RECORDS FOR THE TASK
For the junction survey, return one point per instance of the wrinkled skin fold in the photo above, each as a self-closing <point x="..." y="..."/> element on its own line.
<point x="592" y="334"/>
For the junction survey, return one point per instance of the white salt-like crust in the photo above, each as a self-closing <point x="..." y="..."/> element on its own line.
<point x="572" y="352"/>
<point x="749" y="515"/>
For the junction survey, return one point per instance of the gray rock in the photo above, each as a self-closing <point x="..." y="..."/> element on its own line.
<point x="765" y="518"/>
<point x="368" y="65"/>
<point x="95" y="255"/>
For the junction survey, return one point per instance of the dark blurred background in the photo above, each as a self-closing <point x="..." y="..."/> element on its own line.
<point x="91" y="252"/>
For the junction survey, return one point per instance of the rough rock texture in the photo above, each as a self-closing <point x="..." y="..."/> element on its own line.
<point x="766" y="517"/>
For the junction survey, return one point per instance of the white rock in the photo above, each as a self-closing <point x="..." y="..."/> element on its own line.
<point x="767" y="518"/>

...

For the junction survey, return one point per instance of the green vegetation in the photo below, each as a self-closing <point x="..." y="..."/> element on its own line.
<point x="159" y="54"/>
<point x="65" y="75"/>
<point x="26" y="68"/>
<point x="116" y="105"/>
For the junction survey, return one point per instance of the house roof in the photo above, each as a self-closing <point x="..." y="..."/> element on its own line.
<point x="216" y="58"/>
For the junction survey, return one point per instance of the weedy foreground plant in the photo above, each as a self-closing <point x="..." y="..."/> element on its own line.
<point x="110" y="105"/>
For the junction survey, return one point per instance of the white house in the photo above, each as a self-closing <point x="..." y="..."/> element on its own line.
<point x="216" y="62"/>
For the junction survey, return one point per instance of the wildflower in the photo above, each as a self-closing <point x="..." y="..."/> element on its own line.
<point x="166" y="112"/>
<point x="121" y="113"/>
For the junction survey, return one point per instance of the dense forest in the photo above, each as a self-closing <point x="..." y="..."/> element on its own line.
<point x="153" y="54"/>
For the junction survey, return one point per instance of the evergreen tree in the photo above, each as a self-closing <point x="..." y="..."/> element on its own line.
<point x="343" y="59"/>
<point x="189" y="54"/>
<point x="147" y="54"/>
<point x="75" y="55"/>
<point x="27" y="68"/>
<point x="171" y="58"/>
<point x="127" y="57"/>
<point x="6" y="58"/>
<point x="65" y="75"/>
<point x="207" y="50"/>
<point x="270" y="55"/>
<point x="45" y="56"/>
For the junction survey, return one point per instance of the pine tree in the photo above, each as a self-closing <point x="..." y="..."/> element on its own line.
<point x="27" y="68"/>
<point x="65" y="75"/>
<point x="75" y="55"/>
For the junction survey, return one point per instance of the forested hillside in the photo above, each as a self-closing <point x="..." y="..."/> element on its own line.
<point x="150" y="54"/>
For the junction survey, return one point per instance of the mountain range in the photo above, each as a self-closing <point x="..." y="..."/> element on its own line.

...

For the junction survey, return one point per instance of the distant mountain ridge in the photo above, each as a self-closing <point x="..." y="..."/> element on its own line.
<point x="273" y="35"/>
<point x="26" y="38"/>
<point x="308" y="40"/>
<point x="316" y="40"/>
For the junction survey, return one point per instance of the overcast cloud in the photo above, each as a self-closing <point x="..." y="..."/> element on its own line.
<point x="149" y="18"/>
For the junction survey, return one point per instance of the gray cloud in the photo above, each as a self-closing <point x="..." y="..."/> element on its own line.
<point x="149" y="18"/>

EXERCISE
In the listing above, transcribe exactly everything from the line containing "of the wildflower" down to the line containing "of the mountain", including both and nothing more.

FINISHED TASK
For the junction survey, return one point per instance of the wildflower in the photo above, each as a self-closing <point x="..." y="..."/> element on its own line.
<point x="166" y="112"/>
<point x="121" y="113"/>
For the junction survey, return one point per instance of the dense forest in the photo above, each as a self-closing <point x="..." y="..."/> element on its own line.
<point x="153" y="54"/>
For the junction survey, return one point per instance of the evergreen tree in the photo above, each as a self-closing <point x="..." y="..."/> element on its own line.
<point x="343" y="59"/>
<point x="189" y="54"/>
<point x="147" y="54"/>
<point x="75" y="55"/>
<point x="27" y="68"/>
<point x="171" y="58"/>
<point x="127" y="57"/>
<point x="6" y="58"/>
<point x="65" y="75"/>
<point x="207" y="50"/>
<point x="270" y="55"/>
<point x="45" y="56"/>
For the junction survey, return one point per instance of the pine tree in the photo above, each as a self-closing <point x="..." y="..."/> element on its own line.
<point x="27" y="68"/>
<point x="65" y="75"/>
<point x="75" y="55"/>
For the junction survey, return one point per instance of the forested hillside in the photo above, each as a self-closing <point x="..." y="..."/> element on its own line.
<point x="150" y="54"/>
For the junction survey, return one point per instance of the mountain range in the photo above, each as a self-closing <point x="..." y="..."/> element on its own line.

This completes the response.